-- What is being asked --
Copy every record exactly, with nothing left out.

-- Records to process --
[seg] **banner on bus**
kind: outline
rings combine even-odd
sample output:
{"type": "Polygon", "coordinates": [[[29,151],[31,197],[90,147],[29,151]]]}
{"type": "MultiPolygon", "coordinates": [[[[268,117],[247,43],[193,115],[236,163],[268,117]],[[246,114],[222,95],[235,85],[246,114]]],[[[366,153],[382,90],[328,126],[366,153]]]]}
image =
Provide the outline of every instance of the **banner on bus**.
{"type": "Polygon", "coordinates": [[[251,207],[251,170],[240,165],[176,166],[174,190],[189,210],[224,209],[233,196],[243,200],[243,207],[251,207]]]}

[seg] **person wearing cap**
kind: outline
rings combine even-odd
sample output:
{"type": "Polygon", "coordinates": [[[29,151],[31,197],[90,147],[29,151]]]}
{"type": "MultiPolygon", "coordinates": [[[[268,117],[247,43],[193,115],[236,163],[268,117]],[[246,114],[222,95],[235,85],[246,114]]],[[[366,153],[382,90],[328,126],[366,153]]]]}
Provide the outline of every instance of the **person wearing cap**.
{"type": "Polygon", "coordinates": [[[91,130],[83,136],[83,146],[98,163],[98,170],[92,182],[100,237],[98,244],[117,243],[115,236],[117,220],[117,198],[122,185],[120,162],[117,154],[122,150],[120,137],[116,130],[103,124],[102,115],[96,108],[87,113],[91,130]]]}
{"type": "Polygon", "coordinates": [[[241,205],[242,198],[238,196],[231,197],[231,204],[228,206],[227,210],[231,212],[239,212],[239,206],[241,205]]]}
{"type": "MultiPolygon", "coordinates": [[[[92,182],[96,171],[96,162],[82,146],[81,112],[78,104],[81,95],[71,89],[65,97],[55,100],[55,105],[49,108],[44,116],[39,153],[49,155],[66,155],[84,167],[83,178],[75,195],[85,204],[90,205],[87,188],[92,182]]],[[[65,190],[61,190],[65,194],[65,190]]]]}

-- Solution --
[seg] **banner on bus**
kind: outline
rings combine even-odd
sample output:
{"type": "Polygon", "coordinates": [[[29,151],[31,197],[90,147],[29,151]]]}
{"type": "MultiPolygon", "coordinates": [[[[268,117],[247,43],[193,115],[236,163],[268,117]],[[246,114],[222,95],[235,85],[246,114]]],[[[366,153],[382,90],[328,126],[366,153]]]]}
image =
Provide the outline of every instance of the **banner on bus**.
{"type": "Polygon", "coordinates": [[[251,207],[251,170],[240,165],[176,166],[174,190],[189,210],[224,209],[233,196],[243,200],[243,207],[251,207]]]}

[seg] **person wearing cap**
kind: outline
rings combine even-odd
sample output:
{"type": "Polygon", "coordinates": [[[29,151],[31,197],[90,147],[29,151]]]}
{"type": "MultiPolygon", "coordinates": [[[[268,117],[247,43],[193,115],[236,163],[268,117]],[[246,114],[222,95],[235,85],[246,114]]],[[[366,153],[382,90],[328,126],[366,153]]]]}
Provide the outline of every instance of the **person wearing cap**.
{"type": "Polygon", "coordinates": [[[91,130],[83,136],[83,146],[98,163],[98,170],[92,182],[100,237],[98,244],[117,243],[115,236],[117,220],[117,198],[122,185],[120,162],[117,154],[122,150],[120,137],[116,130],[103,124],[102,115],[96,108],[87,113],[91,130]]]}
{"type": "Polygon", "coordinates": [[[241,205],[242,198],[238,196],[231,197],[231,204],[228,206],[227,210],[231,212],[239,212],[239,206],[241,205]]]}
{"type": "MultiPolygon", "coordinates": [[[[92,182],[96,171],[96,162],[82,146],[81,112],[78,104],[81,95],[71,89],[65,97],[55,100],[55,105],[49,108],[44,116],[39,153],[49,155],[66,155],[84,167],[83,178],[75,195],[85,204],[90,205],[87,188],[92,182]]],[[[65,190],[61,190],[65,194],[65,190]]]]}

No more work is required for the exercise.